### YOUR OBJECTIVE
Rewrite the entries below, changing every "instance" to "occurrence" and keeping all other text the same.

### DATA PROVIDED
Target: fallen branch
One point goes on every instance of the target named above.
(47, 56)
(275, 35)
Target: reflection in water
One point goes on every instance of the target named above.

### COMPLETE ANSWER
Target: fallen branch
One point goes on every occurrence of the target named above.
(47, 56)
(275, 35)
Target: reflection in water
One point goes on every occurrence of the target named above.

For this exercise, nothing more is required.